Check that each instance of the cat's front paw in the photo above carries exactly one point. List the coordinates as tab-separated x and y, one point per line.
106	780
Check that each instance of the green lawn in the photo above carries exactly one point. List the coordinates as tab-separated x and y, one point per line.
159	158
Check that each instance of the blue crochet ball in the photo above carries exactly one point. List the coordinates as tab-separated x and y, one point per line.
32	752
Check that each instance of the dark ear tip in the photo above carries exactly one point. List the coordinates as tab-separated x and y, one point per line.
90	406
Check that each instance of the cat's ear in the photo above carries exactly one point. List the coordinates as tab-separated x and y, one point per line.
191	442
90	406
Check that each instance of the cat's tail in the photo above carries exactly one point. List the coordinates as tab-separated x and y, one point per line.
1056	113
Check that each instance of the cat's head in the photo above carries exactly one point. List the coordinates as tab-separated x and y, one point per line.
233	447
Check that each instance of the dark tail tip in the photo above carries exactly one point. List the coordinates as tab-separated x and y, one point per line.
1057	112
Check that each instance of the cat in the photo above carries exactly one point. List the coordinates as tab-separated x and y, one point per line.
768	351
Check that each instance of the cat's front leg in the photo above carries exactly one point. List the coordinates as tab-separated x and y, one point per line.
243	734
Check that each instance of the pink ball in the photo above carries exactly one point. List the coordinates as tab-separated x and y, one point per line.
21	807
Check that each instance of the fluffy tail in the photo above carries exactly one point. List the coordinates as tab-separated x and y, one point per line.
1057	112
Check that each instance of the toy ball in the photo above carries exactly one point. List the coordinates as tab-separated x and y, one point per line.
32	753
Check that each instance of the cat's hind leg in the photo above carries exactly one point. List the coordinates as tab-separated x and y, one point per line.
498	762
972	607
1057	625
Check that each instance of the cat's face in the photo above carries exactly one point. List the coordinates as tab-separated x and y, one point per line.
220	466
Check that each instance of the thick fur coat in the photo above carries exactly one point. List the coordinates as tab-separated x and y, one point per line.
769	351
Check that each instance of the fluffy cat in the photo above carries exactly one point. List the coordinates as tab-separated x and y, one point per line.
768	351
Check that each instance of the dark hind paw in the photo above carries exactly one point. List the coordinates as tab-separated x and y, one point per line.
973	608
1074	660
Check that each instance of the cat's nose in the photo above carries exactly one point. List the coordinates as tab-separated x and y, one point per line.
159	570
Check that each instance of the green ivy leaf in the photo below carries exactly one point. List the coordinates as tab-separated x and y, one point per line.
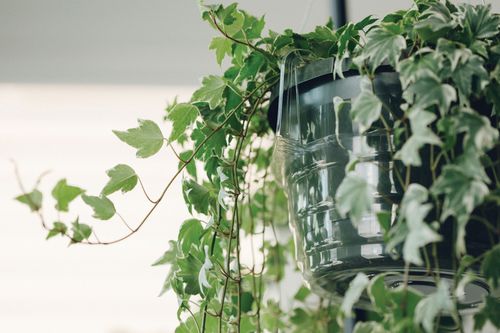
168	258
32	199
302	294
122	177
58	228
480	23
189	234
369	327
81	231
414	68
354	196
191	166
182	116
490	266
436	21
222	47
102	206
211	92
198	197
421	135
252	66
463	192
147	138
383	44
432	305
366	107
64	194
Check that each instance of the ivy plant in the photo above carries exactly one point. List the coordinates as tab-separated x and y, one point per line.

- - -

### AIM OF THE TASK
Reproduce each record from above exactly; pictures do not belong in the copy.

### FULL SOLUTION
Check that each instance of the cat's front paw in the photo above carries exactly one point. List the coordinates as tab-separated x and y, one point per line.
106	780
Check that each instance of the green lawn in the photo above carries exactly one point. List the coordinates as tab-separated x and y, one point per line.
159	158
Check that each instance of the blue crochet ball in the photo above carries exactly one point. List the coordinates as tab-separated x and y, one point per line.
32	752
Check that each instance of the dark ear tip in the photo above carries exactly one point. List the coordinates as tab-separated x and y, one point per line.
90	406
Check that each instance of the cat's ear in the photo above carries exactly one point. List the coordinates as tab-separated x and y, one point per line.
191	442
90	406
Check that each instance of the cat's tail in the photo above carries exactly one point. List the coordinates as tab-separated x and y, one point per line.
1056	113
Check that each instance of the cat's head in the photo above carries exactly one point. List the coordinates as tab-separated x and y, one point per line.
233	447
Check that each instance of the dark tail tip in the photo above carries exactly one point. List the coordinates as tab-separated x and y, one point per line.
1057	112
Check that each instance of the cat in the photo above carries exactly one point. List the coordinates as tab-separated x and y, one point per line.
768	351
Check that each instance of the cat's front leg in the photo above carries exactly one point. List the coordinates as tab-separated x and y, one point per line.
243	734
Check that each instance of the pink ball in the photo above carries exactly one point. List the coordinates as tab-separated x and y, one point per line.
21	807
Check that each instance of the fluffy tail in the photo above carries exactly one point. List the coordinates as tab-separated x and y, one point per line.
1057	112
Check that each instance of the toy ball in the photo above carries exactly one point. List the coordinates as tab-separated x and y, one point per line.
32	753
Check that each instance of the cat's hind leg in the photo above carries exactly one point. List the coordinates as tab-separated x and y, one point per line.
498	762
972	607
1057	625
Check that each instance of the cat's face in the photo above carries exactly one point. List the coordinates as tab-separated x and y, one point per line.
220	466
Check that each instance of the thick fur coat in the photo above carries exactly one point. List the coordinates as tab-separated x and y, one point per line.
769	351
Check that each instance of the fluffy cat in the photo above carries exactly one point. List the coordinates as tab-separated x and y, one point per line.
768	351
Check that each instance of the dark hind paw in the photo above carries exactly one point. List the coordinates as tab-separated x and y, one point per line.
973	608
1074	660
Check that each instance of the cat's nose in the photo above carries exactly one point. List the coordinates as tab-separated x and y, one point per line.
159	570
Check that each instance of the green ivy leaf in the photo below carries exactly one point. List the coordinates as tab-separated x and y, one point per line.
168	258
32	199
302	294
122	177
58	228
480	23
189	234
369	327
81	231
414	68
354	196
191	166
182	116
490	266
436	21
222	47
102	206
211	92
198	197
421	135
252	66
463	192
147	138
383	44
432	305
366	107
64	194
Check that each instance of the ivy plant in the photo above carries exactly one point. List the coordinates as tab-separated x and y, one point per line.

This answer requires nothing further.